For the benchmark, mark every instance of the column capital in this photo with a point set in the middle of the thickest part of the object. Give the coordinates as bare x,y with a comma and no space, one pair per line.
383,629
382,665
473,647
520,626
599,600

════════════════════

[OBJECTIVE] Rewrite the lines above, changing "column capital" to "column base" and leaving everything else the same.

[SOLUTION]
For the benchmark, mark every instance of the column base in this photo with a point set in the middle of the thickest part of the object. Give the coordinates as bare x,y with a comma and no space, one pair per line.
383,629
382,665
473,647
520,626
599,600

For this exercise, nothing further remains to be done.